> Dataset content

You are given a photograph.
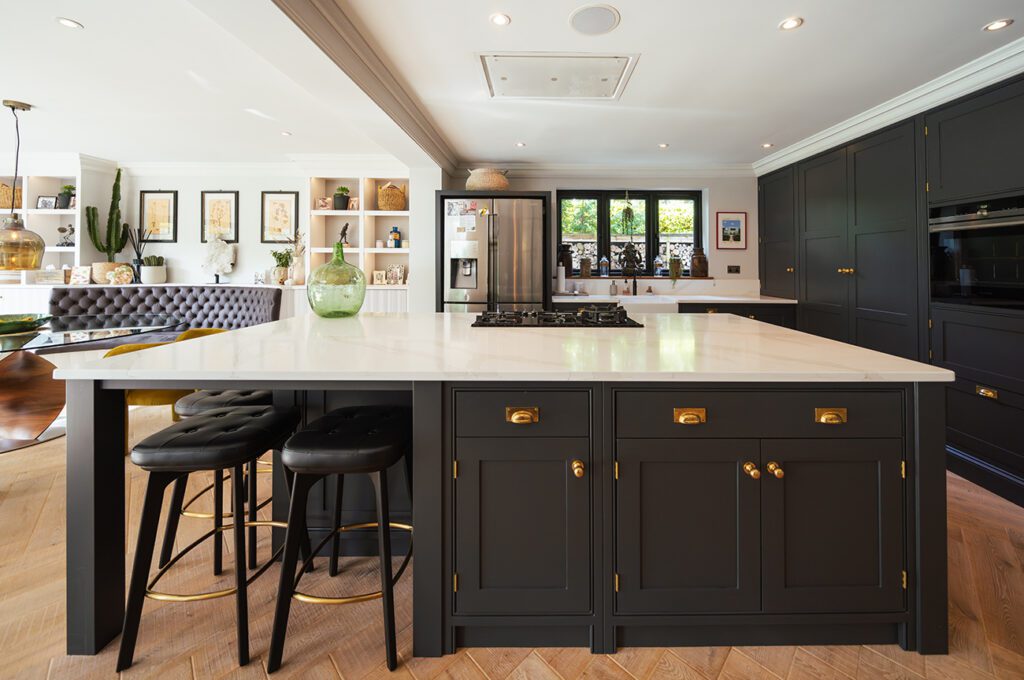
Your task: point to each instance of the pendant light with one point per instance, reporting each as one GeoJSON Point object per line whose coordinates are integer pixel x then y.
{"type": "Point", "coordinates": [19, 248]}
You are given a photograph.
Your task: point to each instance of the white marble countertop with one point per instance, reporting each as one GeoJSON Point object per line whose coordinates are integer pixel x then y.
{"type": "Point", "coordinates": [429, 346]}
{"type": "Point", "coordinates": [658, 299]}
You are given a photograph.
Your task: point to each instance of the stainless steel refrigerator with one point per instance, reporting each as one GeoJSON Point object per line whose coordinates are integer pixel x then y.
{"type": "Point", "coordinates": [494, 252]}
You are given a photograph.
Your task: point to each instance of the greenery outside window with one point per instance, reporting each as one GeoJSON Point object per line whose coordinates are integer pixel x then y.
{"type": "Point", "coordinates": [665, 223]}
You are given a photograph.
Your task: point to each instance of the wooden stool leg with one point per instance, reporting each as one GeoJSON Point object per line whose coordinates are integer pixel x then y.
{"type": "Point", "coordinates": [242, 596]}
{"type": "Point", "coordinates": [173, 515]}
{"type": "Point", "coordinates": [218, 521]}
{"type": "Point", "coordinates": [148, 525]}
{"type": "Point", "coordinates": [286, 586]}
{"type": "Point", "coordinates": [336, 541]}
{"type": "Point", "coordinates": [387, 583]}
{"type": "Point", "coordinates": [252, 513]}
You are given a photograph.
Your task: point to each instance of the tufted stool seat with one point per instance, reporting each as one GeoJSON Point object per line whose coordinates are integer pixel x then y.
{"type": "Point", "coordinates": [355, 439]}
{"type": "Point", "coordinates": [350, 440]}
{"type": "Point", "coordinates": [207, 399]}
{"type": "Point", "coordinates": [215, 440]}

> Brief
The listing above needs to be output again exactly. Don't include the pictures.

> Exercise response
You are given a photograph.
Your task: point to each instance of the pendant light with one point per instance, reporting each as one GeoJSON Point object per line whose coordinates are integer pixel x then y.
{"type": "Point", "coordinates": [19, 248]}
You are given a photograph.
Your task: point to each instance of the white marble countertop with one point per instance, reporting each as one GeoJSON Point object per line whose coordinates are integer pixel x then y.
{"type": "Point", "coordinates": [429, 346]}
{"type": "Point", "coordinates": [658, 299]}
You are given a photograph.
Your task: point to each instance of the stainless steel refrigerator with one point per instance, reporting each as one GeoJSON Point object per line whose coordinates are integer pixel x then y.
{"type": "Point", "coordinates": [494, 252]}
You are given a photograph.
Your task: point to each instance of the greenery outside window with one point per instance, reporting each as one GeoJSON Point object per line whose coordinates are integer pixel x then y.
{"type": "Point", "coordinates": [665, 223]}
You are given a photograph.
Your task: point to each instance of the wooden stool leg with one point per instance, reporting each as one GeoJSON Point object per line whose coordinates are integer pixel x then y.
{"type": "Point", "coordinates": [242, 596]}
{"type": "Point", "coordinates": [173, 515]}
{"type": "Point", "coordinates": [218, 521]}
{"type": "Point", "coordinates": [148, 525]}
{"type": "Point", "coordinates": [286, 586]}
{"type": "Point", "coordinates": [336, 541]}
{"type": "Point", "coordinates": [387, 583]}
{"type": "Point", "coordinates": [252, 513]}
You are given a photograph.
Your task: point to each instance of the tufted stool seat with one point per instance, reporting each as one GeoJSON Point object per line whose coordinates are integer pixel x then y.
{"type": "Point", "coordinates": [355, 439]}
{"type": "Point", "coordinates": [350, 440]}
{"type": "Point", "coordinates": [207, 399]}
{"type": "Point", "coordinates": [215, 440]}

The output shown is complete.